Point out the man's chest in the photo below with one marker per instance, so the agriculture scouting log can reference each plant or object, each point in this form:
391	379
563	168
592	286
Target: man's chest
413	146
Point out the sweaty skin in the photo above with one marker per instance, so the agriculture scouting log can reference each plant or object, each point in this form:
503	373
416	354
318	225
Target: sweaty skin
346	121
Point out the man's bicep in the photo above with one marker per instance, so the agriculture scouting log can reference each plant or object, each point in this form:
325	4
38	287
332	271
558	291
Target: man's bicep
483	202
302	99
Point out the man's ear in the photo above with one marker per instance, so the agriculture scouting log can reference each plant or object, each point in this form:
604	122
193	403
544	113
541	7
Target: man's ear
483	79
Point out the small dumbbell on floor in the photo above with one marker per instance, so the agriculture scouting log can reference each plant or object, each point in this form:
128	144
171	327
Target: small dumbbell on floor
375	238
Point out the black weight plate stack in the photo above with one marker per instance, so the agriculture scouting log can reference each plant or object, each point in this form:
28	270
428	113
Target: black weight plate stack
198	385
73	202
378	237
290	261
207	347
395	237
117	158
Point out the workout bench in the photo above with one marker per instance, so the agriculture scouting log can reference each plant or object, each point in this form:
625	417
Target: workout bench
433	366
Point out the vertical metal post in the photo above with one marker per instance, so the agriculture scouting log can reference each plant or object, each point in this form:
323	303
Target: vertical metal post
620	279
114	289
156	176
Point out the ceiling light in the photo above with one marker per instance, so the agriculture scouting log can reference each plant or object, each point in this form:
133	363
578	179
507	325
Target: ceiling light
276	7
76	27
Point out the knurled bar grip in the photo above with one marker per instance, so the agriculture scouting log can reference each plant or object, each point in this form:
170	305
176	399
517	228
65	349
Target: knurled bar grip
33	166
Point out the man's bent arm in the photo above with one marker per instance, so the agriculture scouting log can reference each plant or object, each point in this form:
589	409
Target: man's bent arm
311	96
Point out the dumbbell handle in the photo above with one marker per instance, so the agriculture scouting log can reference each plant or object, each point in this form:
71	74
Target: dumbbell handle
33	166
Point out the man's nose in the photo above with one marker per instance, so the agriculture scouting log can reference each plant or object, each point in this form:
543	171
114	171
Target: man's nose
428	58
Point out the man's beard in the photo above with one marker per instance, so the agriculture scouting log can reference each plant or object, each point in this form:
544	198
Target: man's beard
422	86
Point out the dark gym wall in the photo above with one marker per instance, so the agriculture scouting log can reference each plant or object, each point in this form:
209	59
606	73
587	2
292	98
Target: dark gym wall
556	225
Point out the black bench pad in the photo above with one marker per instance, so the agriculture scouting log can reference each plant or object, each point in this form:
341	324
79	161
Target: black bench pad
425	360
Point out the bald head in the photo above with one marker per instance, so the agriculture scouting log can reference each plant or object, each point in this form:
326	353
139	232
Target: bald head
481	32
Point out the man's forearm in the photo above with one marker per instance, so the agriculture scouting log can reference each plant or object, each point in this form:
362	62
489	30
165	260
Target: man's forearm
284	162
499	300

...

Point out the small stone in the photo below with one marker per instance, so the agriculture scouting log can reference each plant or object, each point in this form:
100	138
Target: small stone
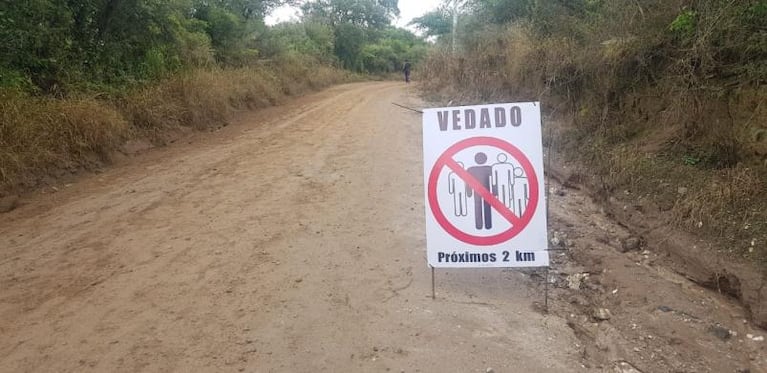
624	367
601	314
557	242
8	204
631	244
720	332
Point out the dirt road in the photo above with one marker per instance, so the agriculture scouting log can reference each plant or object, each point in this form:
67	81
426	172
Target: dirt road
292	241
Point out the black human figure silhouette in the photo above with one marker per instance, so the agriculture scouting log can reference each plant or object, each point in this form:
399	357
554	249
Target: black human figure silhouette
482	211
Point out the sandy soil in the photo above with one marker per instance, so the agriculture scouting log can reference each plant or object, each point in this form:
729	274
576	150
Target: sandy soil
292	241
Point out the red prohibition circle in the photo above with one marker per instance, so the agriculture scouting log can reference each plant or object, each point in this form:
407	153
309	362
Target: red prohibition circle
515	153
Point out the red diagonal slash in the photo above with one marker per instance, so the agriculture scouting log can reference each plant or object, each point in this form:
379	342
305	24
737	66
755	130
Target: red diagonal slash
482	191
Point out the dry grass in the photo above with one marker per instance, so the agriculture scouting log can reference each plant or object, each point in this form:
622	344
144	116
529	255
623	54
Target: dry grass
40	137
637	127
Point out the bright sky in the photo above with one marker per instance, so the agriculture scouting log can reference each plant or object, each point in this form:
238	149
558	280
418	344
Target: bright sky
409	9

> [What the exercise asks]:
Find every line in the items above that contains the word "nose", treating uppercase and lowercase as different, and copy each of those lines.

> [Expected answer]:
Point out the man's nose in the photo above with one marker per instance, so the agriculture scouting log can reference each plant or object, each point in this form:
Target: man's nose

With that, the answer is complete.